Figure 1. Transmittance of Oerlikon Solar's TCO on white glass compared with other TCO alternatives and glass types.
Figure 2. Comparison of white foil lamination to white paint.
Equipment and facility innovation
In addition to cell and module improvements, new advances in manufacturing equipment and manufacturing processes also play a critical role in reducing the cost of thin film silicon technology. Over the past year there has been significant progress in accelerating throughput and increasing expected reliability and yield for several key manufacturing tools used in the production of Micromorph thin film silicon panels.
Silicon deposition. A new design for silicon-deposition PECVD tool, the KAI MT, was announced earlier in 2010. This tool builds on a well-proven design, including a high-frequency 40MHz Plasmabox reactor design that enables comparatively faster and uniform silicon deposition. The new design incorporates two significant changes that result in increased capacity and reduced footprint. First, the new design incorporates three deposition chambers per tool, with each deposition chamber capable of handling 10 modules at a time. The new configuration can be seen in Fig. 3a, where "PM" refers to deposition chambers. Previously, the KAI had just two deposition chambers per tool. This new design provides a 50% increased glass coating area and throughput, with no significant increase in equipment cost. Productivity is further enhanced by a modification in the silicon deposition itself, whereby both the a-Si top cell and the microcrystalline bottom cell are deposited in the same chamber, eliminating the need to expose the glass to atmosphere in between deposition processes and improving overall deposition speed and quality. Finally, the configuration of the deposition tools has been made significantly more compact by shifting the location of auxiliary equipment (e.g. vacuum pumps) to a mezzanine above the system, resulting in a 50% reduction in footprint.
Figure 3a and 3b. Layout of KAI MT vacuum deposition tool for Micromorph.

▸ Tasks and exercises:
1 - Reproduce the passage on thin film silicon manufacturing from "Figure 1. Transmittance" up to and including "film silicon panels.".
2 - Using the passage on thin film silicon manufacturing, answer these questions:
(a) How many deposition chambers does the new KAI MT design have per tool?
(b) At what frequency does the Plasmabox reactor operate?
(c) By what percentage is the footprint reduced?
The accompanying material has no role in this.

▸ Dataset records on object locations:
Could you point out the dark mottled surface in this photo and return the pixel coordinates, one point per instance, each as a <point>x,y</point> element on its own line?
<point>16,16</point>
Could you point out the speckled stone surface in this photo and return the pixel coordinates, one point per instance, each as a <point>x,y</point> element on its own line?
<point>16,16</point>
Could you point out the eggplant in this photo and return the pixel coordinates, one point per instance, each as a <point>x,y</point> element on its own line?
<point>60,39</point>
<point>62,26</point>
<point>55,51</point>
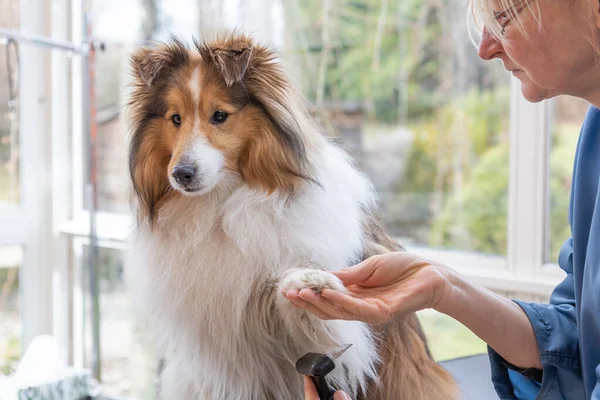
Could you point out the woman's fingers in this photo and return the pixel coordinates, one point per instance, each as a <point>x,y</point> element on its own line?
<point>359,308</point>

▸ Outputs by task:
1 -
Figure 1. Transmittance of Oerlikon Solar's TCO on white glass compared with other TCO alternatives and glass types.
Figure 2. Comparison of white foil lamination to white paint.
Equipment and facility innovation
In addition to cell and module improvements, new advances in manufacturing equipment and manufacturing processes also play a critical role in reducing the cost of thin film silicon technology. Over the past year there has been significant progress in accelerating throughput and increasing expected reliability and yield for several key manufacturing tools used in the production of Micromorph thin film silicon panels.

2 -
(a) Three deposition chambers per tool.
(b) 40MHz.
(c) 50%.